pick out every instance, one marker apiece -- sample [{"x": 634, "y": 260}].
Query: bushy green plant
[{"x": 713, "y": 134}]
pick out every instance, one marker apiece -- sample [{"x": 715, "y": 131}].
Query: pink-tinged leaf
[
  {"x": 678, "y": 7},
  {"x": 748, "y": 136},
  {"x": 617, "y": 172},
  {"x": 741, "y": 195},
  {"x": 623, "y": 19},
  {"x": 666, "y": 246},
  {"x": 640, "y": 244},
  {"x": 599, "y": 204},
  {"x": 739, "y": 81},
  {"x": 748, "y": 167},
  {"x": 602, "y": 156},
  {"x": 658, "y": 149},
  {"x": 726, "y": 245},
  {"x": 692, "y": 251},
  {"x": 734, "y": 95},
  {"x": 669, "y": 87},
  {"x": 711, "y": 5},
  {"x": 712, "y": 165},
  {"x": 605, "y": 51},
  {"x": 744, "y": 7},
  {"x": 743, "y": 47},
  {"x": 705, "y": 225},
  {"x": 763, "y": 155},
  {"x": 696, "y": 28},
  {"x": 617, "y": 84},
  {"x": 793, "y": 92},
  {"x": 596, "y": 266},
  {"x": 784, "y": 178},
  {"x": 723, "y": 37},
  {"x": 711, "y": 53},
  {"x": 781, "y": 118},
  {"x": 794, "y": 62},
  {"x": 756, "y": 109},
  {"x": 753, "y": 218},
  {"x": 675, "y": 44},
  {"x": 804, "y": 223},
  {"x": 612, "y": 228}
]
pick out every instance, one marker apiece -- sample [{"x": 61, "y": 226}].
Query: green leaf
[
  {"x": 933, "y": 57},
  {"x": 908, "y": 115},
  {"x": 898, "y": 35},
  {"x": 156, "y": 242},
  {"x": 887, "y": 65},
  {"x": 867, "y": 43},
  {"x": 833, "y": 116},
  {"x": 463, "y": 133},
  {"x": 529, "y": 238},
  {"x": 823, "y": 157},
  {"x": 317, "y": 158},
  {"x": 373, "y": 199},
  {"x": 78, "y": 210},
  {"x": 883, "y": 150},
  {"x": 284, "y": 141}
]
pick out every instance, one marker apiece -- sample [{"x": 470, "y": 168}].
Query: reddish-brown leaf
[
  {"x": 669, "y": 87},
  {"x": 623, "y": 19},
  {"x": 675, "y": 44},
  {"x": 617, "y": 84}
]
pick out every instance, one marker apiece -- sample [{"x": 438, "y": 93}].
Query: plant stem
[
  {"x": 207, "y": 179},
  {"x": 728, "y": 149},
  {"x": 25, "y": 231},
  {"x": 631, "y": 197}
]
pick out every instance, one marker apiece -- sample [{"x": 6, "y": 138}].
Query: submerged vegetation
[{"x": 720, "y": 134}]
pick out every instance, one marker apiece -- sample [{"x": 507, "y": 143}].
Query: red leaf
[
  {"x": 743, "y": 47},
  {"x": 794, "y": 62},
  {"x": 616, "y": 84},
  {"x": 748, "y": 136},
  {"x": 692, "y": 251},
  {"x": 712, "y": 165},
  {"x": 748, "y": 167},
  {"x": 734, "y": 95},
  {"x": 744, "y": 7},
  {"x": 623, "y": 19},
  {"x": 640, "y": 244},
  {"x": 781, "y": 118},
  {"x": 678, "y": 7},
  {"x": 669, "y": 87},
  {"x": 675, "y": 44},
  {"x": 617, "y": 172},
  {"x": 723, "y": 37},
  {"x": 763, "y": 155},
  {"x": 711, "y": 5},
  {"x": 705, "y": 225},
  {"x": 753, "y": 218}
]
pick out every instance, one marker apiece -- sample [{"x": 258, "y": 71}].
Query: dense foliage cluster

—————

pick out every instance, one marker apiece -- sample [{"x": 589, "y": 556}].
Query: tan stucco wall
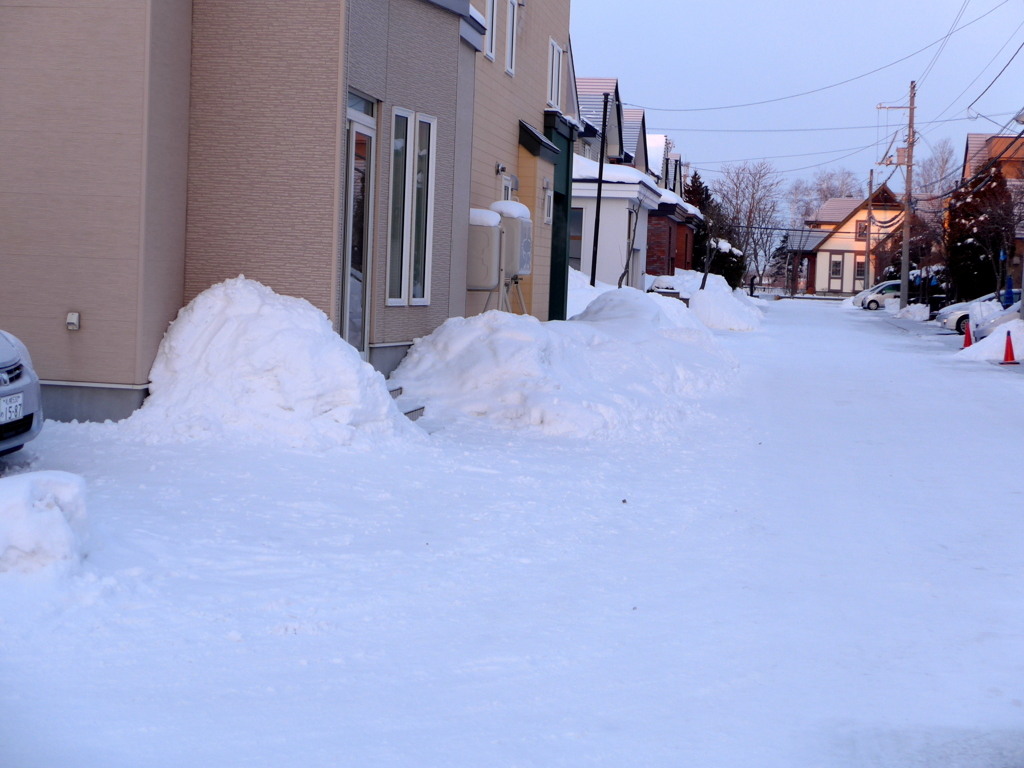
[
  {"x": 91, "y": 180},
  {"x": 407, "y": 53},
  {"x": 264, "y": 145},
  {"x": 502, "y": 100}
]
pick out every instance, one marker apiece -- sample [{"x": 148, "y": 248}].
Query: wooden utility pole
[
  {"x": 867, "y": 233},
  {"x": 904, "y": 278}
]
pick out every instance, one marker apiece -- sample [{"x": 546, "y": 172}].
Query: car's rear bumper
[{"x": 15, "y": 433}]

—————

▸ **TASK**
Extract every line of the data above that contains the string "green", matching case exactly.

▸ **REPLY**
Query: bushy green plant
Query: green leaf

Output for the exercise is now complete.